Give a verbatim quotation of every record.

Stored data entries
• • • • • • •

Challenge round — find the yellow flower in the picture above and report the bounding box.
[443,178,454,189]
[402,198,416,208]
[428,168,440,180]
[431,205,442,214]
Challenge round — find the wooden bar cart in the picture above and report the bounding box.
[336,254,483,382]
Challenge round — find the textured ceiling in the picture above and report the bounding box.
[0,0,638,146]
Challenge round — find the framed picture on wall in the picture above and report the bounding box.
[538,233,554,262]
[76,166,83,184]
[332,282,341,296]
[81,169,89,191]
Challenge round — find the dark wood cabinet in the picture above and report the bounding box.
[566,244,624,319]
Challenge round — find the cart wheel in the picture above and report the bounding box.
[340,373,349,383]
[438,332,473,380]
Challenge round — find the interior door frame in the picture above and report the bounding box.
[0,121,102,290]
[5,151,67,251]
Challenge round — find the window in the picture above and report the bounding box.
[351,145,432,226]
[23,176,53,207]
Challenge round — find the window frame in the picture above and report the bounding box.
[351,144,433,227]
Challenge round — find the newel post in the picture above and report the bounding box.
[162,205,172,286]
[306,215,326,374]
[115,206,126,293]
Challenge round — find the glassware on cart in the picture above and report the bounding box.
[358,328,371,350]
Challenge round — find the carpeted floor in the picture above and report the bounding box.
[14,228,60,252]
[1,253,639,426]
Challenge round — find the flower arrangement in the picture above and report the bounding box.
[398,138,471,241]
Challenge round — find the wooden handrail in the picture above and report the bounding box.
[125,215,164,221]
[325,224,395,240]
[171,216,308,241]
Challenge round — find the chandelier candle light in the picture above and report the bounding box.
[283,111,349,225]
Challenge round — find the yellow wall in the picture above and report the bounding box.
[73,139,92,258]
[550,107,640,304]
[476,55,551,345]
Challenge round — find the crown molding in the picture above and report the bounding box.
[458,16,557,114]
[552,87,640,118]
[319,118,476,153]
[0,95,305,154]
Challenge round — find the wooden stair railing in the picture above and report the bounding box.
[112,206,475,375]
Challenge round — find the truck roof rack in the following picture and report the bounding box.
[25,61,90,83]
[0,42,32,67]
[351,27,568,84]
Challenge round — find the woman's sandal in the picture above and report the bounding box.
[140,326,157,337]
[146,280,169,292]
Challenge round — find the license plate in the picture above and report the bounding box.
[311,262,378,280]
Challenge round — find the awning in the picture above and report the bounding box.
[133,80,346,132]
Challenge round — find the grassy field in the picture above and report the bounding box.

• • • • • • •

Output of the exercise:
Challenge round — find the yellow flower in the picture above and report the bounding box.
[443,178,454,189]
[402,198,416,208]
[428,168,440,180]
[431,205,442,214]
Challenge round — find the wooden bar cart in the picture above and report the bounding box.
[336,254,483,382]
Challenge round — find the textured ceiling in the picture above and report the bounding box.
[0,0,638,146]
Challenge round — find the framed picture on wall in the picture above and report the bounding box.
[538,233,554,262]
[76,166,83,184]
[332,282,341,296]
[81,169,89,191]
Challenge round — find the dark wood cabinet in the picture above and report the bounding box.
[566,244,624,319]
Challenge round — find the cart wheel in the picture above and report the bounding box.
[340,373,349,383]
[438,332,473,380]
Challenge round — find the interior door frame in the picture above and report the bounding box.
[0,121,102,290]
[5,151,67,251]
Challenge round — find the window in the picture above and report the bounding box.
[351,145,432,226]
[23,176,53,207]
Challenge round — find the window frame in the picture above and report the bounding box.
[351,144,433,227]
Challenge round — find the newel post in the picture above and report the bounding box.
[162,205,172,286]
[306,215,326,374]
[115,206,126,293]
Challenge round — find the glassware on cart in the picture above and report the bounding box.
[358,328,371,350]
Challenge round — find the carpeted floor in the picture above and report the bounding box.
[14,228,60,252]
[1,253,639,426]
Challenge round — find the flower arrangement in the picture above and report the bounding box.
[398,138,471,241]
Challenge round — find the wooden handrail in the picture above and report the bounding box.
[125,215,164,221]
[325,224,395,240]
[171,216,308,241]
Challenge round — find the chandelier candle light in the picture above and report the bounding box.
[283,111,349,225]
Challenge round — find the yellow wall in the picture above and report the bounding box.
[73,139,92,258]
[550,107,640,304]
[476,55,551,345]
Challenge round — find the crown molding in the picture above and report the bounding box.
[458,16,557,114]
[552,87,640,118]
[319,118,476,153]
[0,95,305,154]
Challenge round — find the wooden stair railing in the picture above and report the bounding box.
[112,206,475,375]
Challenge round — find the truck roof rack in the following picture and report the bounding box.
[25,61,90,83]
[0,42,32,67]
[351,27,568,84]
Challenge round — find the woman's sandal in the picture above and report the bounding box.
[140,326,157,337]
[146,280,169,292]
Challenge round — find the license plate in the picture above and report the bounding box.
[311,262,378,280]
Challenge round — find the awning in the picture above and report the bounding box.
[133,80,346,132]
Challenge round — find the grassy field in the picture above and report the bounding box.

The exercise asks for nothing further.